■ Passage to read ■
<<<<

In January 1991, as American-led coalition forces began pounding Saddam Hussein’s army in Kuwait and Iraq, Israelis opened their evenings with a ritual that would define a generation’s memory: sealing a room with plastic sheeting and waiting. Scud missiles rained down on Tel Aviv and Haifa. Israel’s military, one of the most capable forces in the world, sat on its hands.

The reason was not lack of courage or capability. It was coalition arithmetic. Saudi Arabia, Syria, and other Arab states had agreed to stand alongside the United States against Iraq on one condition: Israel must stay out. The moment Israel fired back at Saddam’s missiles, the Arab world would have been seen as fighting alongside the Jewish state, and the coalition would have shattered. So Israel absorbed the attacks in silence – 41 Scud missiles in all – and did nothing.

That was 35 years ago. On February 28, 2026, in the hours after Israel and the United States launched a joint strike against Iran’s leadership, military command, and nuclear infrastructure, something extraordinary happened. Iran retaliated, not just against Israel and American bases, but against Saudi Arabia, the United Arab Emirates, Qatar, Kuwait, Jordan, and Bahrain.

Missiles fell on Riyadh. Shahed drones struck Dubai’s Palm Jumeirah. Qatar’s air defenses scrambled against Iranian ballistic missiles. Bahrain called an Iranian strike on the US Fifth Fleet headquarters “treacherous.” Saudi Arabia – a kingdom that for decades kept Israel at arm’s length – condemned Iran’s attacks in “the strongest terms” and placed all its capabilities at the disposal of its Arab neighbors under fire.

The map has flipped

Think of it as a map. In 1948, 1967, and every existential war Israel has fought, the arrows on that map pointed inward – Iraq, Jordan, Syria, and Lebanon converging on a small state that stood alone in the center. In 1991, the same picture held.

Now, look at today’s map. The arrows from Tehran fan outward, striking not Israel alone but the entire Arab Sunni world. Iran has, in a single day, done what decades of Israeli diplomacy could not: It has clarified to every Arab capital that the enemy they share is not Israel.

Smoke billows from Zayed port after an Iranian attack, following United States and Israel strikes on Iran, in Abu Dhabi, United Arab Emirates, March 1, 2026.
Smoke billows from Zayed port after an Iranian attack, following United States and Israel strikes on Iran, in Abu Dhabi, United Arab Emirates, March 1, 2026. (credit: REUTERS/Abdelhadi Ramahi)

The irony is almost too large to absorb. The Islamic Republic, which for 47 years built its identity around the destruction of the Jewish state, has become the force pushing the Arab world toward Israel. Every missile that fell on Riyadh strengthened the case for the Abraham Accords. Every drone strike on the UAE reminded its leaders that the threat they face is not Jewish; it is Iranian, revolutionary, and indiscriminate.

Seeds of peace

Iran’s decision to unleash Hamas on October 7, 2023, was an act of strategic desperation. Tehran recognized that normalization between Israel and Saudi Arabia was becoming inevitable and calculated that a spectacular atrocity could derail that process. For a time, it was right. But by attacking the same Gulf states it had long claimed to champion, Iran has shattered its own narrative – and perhaps its own future.

>>>>

■ Data segment ■
<<<<

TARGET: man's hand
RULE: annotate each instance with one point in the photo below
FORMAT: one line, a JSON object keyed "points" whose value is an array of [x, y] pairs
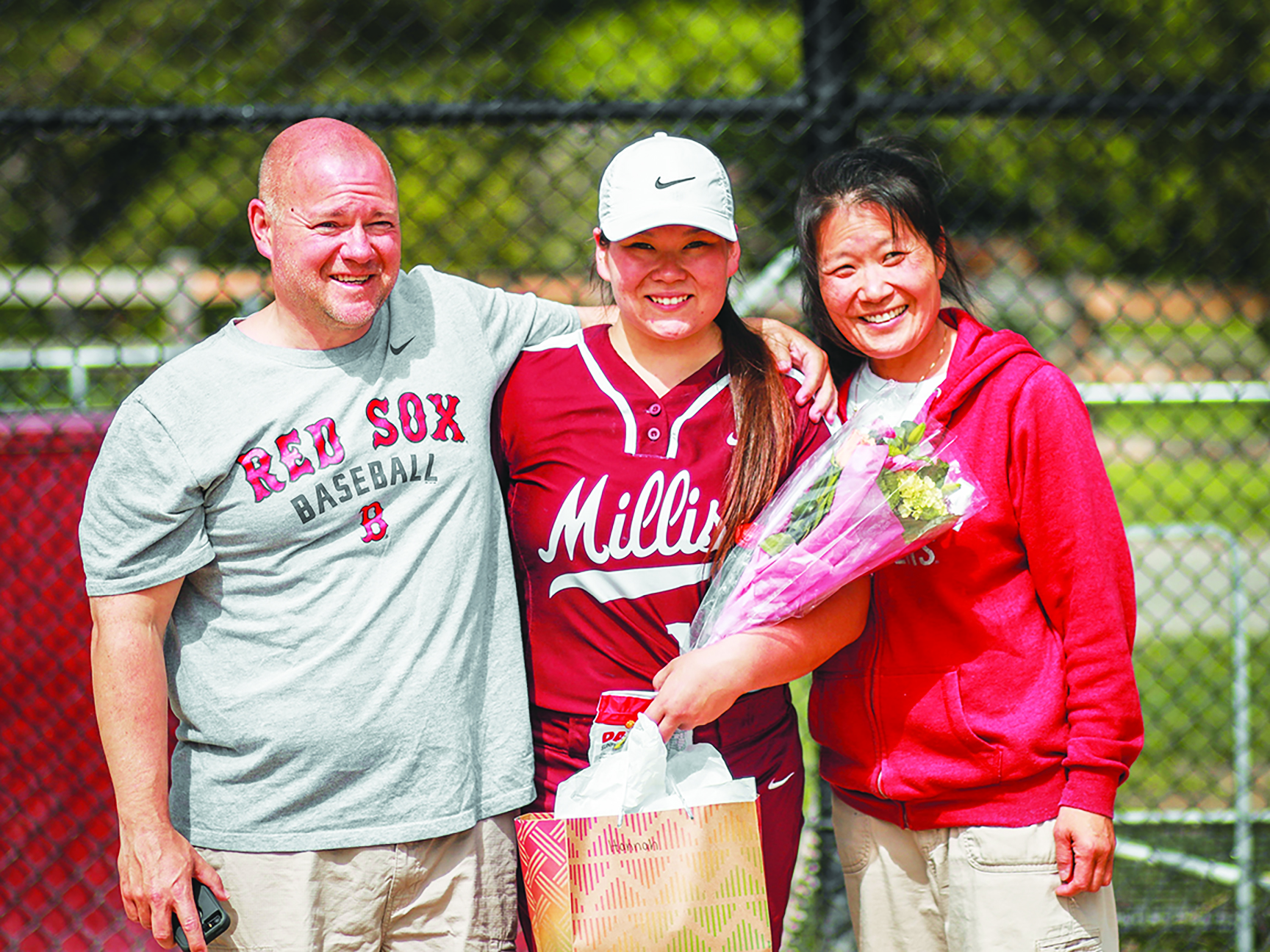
{"points": [[1086, 851], [157, 868], [792, 348], [130, 692]]}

>>>>

■ What to do ■
A: In the commentary on Iran's retaliation, rewrite the passage starting at "Iran’s decision to" and ending at "its own future.", switching "atrocity" for "attack".
B: According to the commentary on Iran's retaliation, why did Israel's military hold back from responding to the Scud missiles in 1991?
The listing above comes from a separate source.

■ Answers in order ■
A:
Iran’s decision to unleash Hamas on October 7, 2023, was an act of strategic desperation. Tehran recognized that normalization between Israel and Saudi Arabia was becoming inevitable and calculated that a spectacular attack could derail that process. For a time, it was right. But by attacking the same Gulf states it had long claimed to champion, Iran has shattered its own narrative – and perhaps its own future.

B: Saudi Arabia, Syria, and other Arab states had agreed to join the United States against Iraq only on the condition that Israel stay out. If Israel had fired back, the Arab world would have been seen as fighting alongside the Jewish state, and the coalition would have shattered.